▶ _FRAGMENTO DEL DOCUMENTO_
· · · · · · ·
En 1999 Islandia aprobó una ley de bonificaciones fiscales para las producciones filmadas en la isla, ya sean locales o extranjeras. Muchas realizaciones de Hollywood, en consecuencia, comenzaron a utilizar los increíbles paisajes islandeses. Otro día para morir (Die Another Day, 2002), de Lee Tamahori, y La increíble vida de Walter Mitty (The Secret Life of Walter Mitty, 2013), de Ben Stiller, son apenas dos ejemplos. Desde entonces el país ha venido tratando de sostener un difícil equilibrio entre el cine como expresión de una identidad cultural y como una forma de desarrollo económico, un vaivén que puede resumirse en dos películas tan distintas como Historias de caballos y hombres (Hross í oss, 2013), de Benedikt Erlingsson, y Reykjavík-Rotterdam (2008), de Óskar Jónasson.
HIJOS DE LA NATURALEZA
Título original: Börn náttúrunnar
Director: Friðrik Þór Friðriksson
Protagonistas: Gísli Halldórsson y Sigríður Hagalín
Países: Islandia, Noruega y Alemania
Idioma: islandés
Año: 1991
Duración: 82 minutos
Para leer después de ver la película
Lo primero que vemos es a Þorgeir (Gísli Halldórsson) y otros hombres guiando a las ovejas hacia la parte trasera de un camión mientras entonan alguna canción tradicional islandesa. El vehículo quizás lleve el ganado a algún galpón de esquila o, quién sabe, acaso directamente al matadero. Algo parecido sufrirá un poco más adelante el propio Þorgeir. Su hija, incapaz de comunicarse genuinamente con él, decide llevarlo a un asilo, que en la película funciona como una especie de depósito de viejos, el lugar donde sólo pueden sentarse, resignados, a esperar la muerte. Pero ahí aparece Stella (Sigríður Hagalín) y entonces todo cambia.
Es notable el comienzo de Hijos de la naturaleza. Al margen del canto inicial, no se pronuncia una sola palabra en los primeros once minutos, y sin embargo ya conocemos la vida de Þorgeir. Las antiguas fotos que arden en la chimenea; el afectuoso sacrificio del perro, viejo y enfermo; los últimos acordes en el piano; la cuidadosa elección de los pocos objetos que integran el equipaje. Y el viaje en micro, que en un fundido pasa de la natural belleza de los paisajes agrestes a las artificiosas luces de neón de la oscura ciudad.
· · · · · · ·
▶ _LISTADO SIN PROCESAR_
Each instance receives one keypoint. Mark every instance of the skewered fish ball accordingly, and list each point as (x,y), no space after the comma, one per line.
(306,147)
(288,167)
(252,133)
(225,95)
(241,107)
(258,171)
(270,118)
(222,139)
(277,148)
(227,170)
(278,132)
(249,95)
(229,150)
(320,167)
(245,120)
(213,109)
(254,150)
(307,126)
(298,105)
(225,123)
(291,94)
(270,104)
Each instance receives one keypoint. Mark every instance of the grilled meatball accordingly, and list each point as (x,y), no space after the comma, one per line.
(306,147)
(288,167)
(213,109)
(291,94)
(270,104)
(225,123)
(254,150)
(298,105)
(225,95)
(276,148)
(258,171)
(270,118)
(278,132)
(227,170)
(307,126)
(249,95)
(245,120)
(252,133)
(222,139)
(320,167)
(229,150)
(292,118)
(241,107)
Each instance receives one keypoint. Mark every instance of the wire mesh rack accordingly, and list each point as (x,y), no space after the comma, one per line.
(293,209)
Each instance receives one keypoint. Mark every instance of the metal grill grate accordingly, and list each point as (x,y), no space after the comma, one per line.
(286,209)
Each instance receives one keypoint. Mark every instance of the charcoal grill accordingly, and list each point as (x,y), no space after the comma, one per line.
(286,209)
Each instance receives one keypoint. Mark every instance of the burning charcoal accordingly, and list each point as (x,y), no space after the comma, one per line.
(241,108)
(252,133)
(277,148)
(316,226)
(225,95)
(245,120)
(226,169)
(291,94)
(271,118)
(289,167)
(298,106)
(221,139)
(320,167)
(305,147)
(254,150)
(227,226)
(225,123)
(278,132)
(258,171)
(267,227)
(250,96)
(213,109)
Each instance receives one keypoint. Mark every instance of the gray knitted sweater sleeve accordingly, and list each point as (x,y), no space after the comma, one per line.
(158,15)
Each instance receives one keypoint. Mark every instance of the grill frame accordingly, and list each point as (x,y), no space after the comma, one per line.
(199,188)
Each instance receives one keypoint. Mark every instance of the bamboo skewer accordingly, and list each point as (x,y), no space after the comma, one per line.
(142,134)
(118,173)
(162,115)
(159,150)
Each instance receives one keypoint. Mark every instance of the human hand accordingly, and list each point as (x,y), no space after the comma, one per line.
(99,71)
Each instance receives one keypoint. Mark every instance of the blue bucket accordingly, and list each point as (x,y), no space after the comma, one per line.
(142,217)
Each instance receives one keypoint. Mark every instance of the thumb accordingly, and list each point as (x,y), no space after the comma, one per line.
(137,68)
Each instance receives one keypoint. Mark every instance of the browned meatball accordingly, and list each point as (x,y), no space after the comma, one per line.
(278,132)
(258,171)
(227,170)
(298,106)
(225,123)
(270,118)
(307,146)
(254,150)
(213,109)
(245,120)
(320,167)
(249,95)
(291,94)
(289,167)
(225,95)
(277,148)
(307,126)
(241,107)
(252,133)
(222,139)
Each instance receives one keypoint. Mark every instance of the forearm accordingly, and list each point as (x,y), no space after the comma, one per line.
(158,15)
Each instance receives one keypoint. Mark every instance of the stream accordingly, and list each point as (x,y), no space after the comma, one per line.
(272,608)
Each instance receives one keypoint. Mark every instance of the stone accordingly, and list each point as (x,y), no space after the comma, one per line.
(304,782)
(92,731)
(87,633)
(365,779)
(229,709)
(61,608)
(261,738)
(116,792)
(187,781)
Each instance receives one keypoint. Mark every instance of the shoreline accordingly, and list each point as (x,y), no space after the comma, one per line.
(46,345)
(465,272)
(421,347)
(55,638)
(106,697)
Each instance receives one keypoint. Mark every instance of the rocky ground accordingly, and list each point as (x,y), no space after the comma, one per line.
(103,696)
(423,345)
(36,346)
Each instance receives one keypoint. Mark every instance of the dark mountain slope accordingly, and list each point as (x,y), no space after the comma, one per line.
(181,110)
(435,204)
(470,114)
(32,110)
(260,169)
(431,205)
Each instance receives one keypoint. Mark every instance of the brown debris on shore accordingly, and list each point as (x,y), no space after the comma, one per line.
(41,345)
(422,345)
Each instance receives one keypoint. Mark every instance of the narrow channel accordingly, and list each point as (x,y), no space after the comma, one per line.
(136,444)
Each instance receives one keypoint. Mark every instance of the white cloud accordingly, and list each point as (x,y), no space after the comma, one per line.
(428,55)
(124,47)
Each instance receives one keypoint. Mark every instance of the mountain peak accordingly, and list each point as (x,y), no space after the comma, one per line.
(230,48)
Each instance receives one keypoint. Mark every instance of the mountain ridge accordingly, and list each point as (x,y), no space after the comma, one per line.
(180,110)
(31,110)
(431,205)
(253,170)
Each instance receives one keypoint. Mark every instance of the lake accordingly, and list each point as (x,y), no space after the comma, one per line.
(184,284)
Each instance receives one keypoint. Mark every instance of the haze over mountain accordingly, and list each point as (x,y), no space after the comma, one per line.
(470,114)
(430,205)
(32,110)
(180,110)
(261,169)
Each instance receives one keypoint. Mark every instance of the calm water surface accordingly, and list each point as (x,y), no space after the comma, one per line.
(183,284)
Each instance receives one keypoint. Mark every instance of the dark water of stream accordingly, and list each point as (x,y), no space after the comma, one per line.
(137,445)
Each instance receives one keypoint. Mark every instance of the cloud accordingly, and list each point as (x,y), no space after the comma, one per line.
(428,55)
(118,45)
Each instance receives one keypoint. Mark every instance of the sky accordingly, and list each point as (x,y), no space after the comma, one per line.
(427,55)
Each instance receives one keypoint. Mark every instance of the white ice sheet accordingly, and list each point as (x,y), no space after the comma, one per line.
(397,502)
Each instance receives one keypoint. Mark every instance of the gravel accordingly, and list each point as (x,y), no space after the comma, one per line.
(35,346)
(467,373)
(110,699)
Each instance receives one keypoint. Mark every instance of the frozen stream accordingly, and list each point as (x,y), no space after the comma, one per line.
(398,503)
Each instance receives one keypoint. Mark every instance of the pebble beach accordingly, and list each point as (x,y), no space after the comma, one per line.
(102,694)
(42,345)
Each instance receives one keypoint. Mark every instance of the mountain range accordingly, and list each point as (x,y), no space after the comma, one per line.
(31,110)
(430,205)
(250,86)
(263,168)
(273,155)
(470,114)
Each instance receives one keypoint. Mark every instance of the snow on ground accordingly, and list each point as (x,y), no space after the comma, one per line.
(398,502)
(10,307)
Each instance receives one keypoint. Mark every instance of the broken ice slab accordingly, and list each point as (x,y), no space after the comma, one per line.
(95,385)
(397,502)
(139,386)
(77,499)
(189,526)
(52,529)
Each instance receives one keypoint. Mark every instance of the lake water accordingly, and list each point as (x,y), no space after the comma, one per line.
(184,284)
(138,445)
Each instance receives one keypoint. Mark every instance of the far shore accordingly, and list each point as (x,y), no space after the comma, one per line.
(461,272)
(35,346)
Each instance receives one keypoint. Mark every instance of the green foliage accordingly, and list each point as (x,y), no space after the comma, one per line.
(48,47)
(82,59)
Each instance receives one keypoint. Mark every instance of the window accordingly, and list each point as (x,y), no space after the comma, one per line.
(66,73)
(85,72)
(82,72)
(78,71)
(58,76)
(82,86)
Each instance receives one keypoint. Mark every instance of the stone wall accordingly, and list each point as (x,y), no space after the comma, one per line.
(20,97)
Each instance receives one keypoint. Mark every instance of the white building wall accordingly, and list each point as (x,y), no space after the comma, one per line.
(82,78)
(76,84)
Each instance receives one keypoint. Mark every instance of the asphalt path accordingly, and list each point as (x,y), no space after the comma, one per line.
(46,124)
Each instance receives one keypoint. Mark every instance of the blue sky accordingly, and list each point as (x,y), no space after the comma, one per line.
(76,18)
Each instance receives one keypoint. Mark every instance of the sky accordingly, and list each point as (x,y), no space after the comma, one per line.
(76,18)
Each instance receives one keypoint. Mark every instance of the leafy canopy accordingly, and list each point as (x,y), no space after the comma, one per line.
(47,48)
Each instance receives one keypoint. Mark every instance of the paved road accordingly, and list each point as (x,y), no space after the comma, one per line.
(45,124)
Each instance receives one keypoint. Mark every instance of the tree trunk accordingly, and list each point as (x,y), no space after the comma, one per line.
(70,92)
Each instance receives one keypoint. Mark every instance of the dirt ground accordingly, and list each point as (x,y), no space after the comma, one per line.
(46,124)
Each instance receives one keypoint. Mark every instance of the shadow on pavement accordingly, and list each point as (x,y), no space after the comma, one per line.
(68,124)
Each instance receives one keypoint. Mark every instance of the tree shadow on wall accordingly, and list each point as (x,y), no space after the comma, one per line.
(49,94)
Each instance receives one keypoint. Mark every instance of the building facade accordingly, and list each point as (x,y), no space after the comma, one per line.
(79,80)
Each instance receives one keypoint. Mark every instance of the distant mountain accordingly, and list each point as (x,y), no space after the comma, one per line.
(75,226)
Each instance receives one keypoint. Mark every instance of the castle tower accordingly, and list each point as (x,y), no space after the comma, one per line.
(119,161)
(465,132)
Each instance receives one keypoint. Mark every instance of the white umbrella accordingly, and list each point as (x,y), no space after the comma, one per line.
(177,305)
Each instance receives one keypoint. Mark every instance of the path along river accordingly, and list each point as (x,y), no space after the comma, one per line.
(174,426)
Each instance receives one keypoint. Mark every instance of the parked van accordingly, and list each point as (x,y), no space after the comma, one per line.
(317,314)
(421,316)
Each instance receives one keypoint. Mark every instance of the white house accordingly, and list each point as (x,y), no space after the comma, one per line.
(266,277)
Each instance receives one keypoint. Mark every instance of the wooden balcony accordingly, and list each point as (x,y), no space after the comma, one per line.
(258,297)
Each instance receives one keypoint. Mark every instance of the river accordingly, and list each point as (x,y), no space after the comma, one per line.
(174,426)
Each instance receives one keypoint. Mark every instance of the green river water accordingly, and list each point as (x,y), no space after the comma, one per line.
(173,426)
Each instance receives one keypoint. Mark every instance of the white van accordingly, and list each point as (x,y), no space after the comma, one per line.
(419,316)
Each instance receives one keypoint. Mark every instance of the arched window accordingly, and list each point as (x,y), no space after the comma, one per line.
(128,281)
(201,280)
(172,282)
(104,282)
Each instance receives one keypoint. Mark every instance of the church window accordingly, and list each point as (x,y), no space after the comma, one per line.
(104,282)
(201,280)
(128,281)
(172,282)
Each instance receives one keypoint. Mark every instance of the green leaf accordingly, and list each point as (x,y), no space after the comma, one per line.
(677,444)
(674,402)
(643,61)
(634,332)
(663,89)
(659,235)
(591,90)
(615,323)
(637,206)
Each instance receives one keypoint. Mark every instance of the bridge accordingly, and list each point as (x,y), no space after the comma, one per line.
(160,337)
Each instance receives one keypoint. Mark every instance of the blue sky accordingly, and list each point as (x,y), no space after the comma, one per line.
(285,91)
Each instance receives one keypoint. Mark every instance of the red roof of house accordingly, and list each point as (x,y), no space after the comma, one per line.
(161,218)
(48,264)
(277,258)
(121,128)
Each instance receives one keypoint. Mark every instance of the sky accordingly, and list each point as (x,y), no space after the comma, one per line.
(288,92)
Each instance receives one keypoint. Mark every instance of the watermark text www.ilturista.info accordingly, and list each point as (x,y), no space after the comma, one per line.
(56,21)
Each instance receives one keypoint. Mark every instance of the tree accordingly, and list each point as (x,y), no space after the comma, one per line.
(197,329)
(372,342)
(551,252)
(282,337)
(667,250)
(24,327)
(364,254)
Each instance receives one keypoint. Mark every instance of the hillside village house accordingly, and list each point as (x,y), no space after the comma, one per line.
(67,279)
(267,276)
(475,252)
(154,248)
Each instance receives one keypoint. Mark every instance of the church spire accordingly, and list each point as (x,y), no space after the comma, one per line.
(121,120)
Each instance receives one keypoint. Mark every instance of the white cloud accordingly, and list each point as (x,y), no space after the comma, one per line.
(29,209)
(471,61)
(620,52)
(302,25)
· · · · · · ·
▶ _EJERCICIO BREVE A_
Según el fragmento sobre el cine islandés, ¿por qué muchas producciones de Hollywood empezaron a usar los paisajes de Islandia? Responde en una a tres oraciones.
▶ _EJERCICIO BREVE B_
Transcribe tal cual la parte del fragmento sobre el cine islandés que empieza en las palabras "Es notable el" y termina después de "la oscura ciudad.".

▶ _RESULTADO FINAL A_
Porque en 1999 Islandia aprobó una ley de bonificaciones fiscales para las producciones filmadas en la isla, tanto locales como extranjeras. A raíz de esa ley, muchas realizaciones de Hollywood comenzaron a filmar en sus paisajes.

▶ _RESULTADO FINAL B_
Es notable el comienzo de Hijos de la naturaleza. Al margen del canto inicial, no se pronuncia una sola palabra en los primeros once minutos, y sin embargo ya conocemos la vida de Þorgeir. Las antiguas fotos que arden en la chimenea; el afectuoso sacrificio del perro, viejo y enfermo; los últimos acordes en el piano; la cuidadosa elección de los pocos objetos que integran el equipaje. Y el viaje en micro, que en un fundido pasa de la natural belleza de los paisajes agrestes a las artificiosas luces de neón de la oscura ciudad.